_Dataset items_.
= = = = =

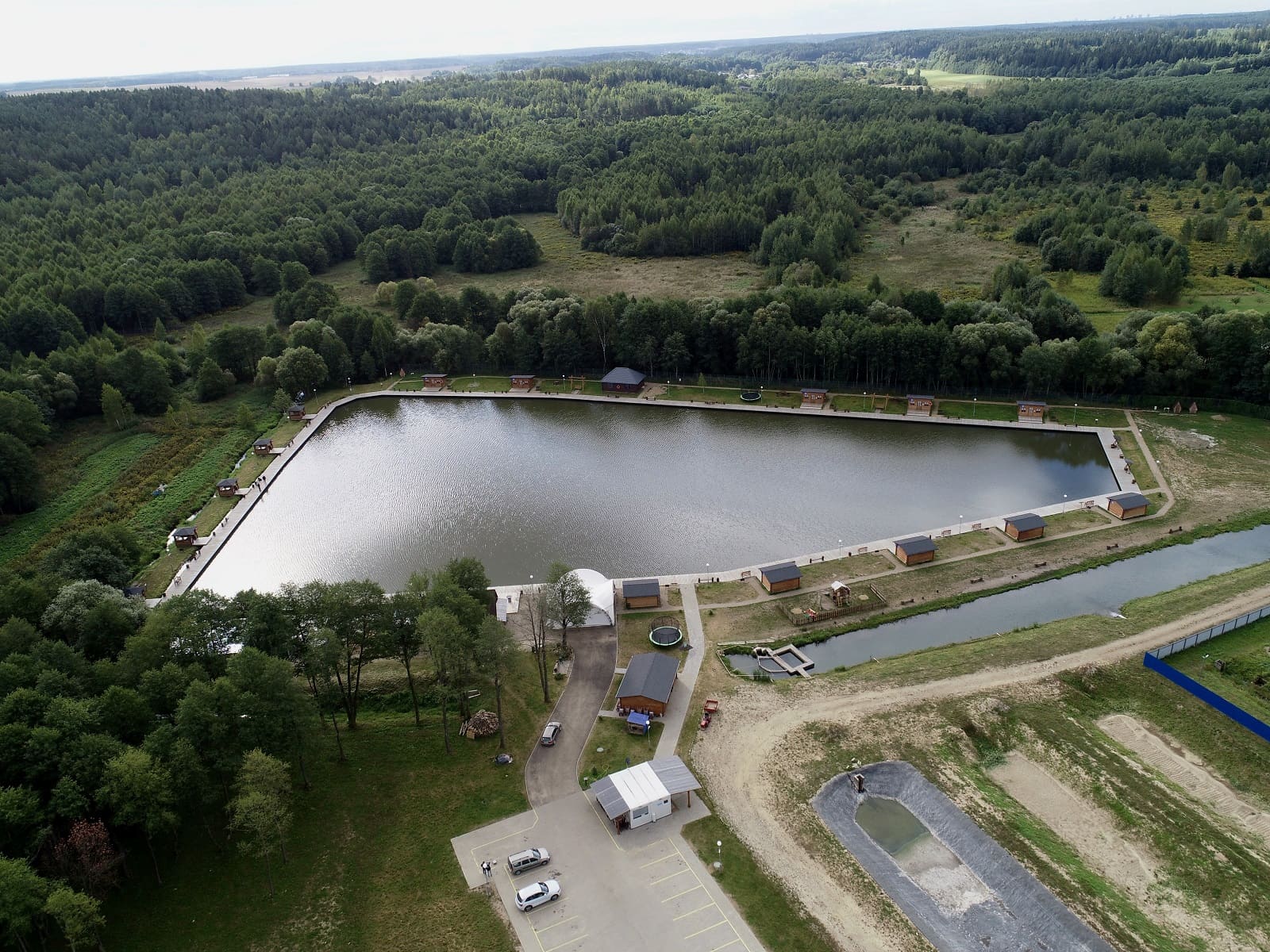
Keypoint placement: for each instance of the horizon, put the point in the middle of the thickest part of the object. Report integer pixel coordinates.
(183, 37)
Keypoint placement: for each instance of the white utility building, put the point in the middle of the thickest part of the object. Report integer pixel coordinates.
(641, 793)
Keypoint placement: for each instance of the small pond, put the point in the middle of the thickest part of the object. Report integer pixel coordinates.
(1100, 590)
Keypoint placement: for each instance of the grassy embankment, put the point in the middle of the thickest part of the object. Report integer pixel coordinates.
(370, 858)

= = = = =

_REQUIRED WORK_. Copy out the whole listing exactly, and don't carry over any pictures.

_THE REPLY_.
Keypoint placement: for each instance of the horizon, put the point in the middle of the thickest part of the object. Report integer pixel coordinates.
(183, 37)
Keypoint placement: for each instance of the white utility building, put the point in the middle of the thickest part of the object. Report integer pixel coordinates.
(641, 793)
Keypoint placement: for each instance of the small pond, put the point in the middle of the thickest part of the object. Report integer pixel coordinates.
(1100, 590)
Keypoint placement: for each instance of the grassy embankment, put the point in the middle of the thickest part of the object. Report integer pixel coordinates.
(370, 858)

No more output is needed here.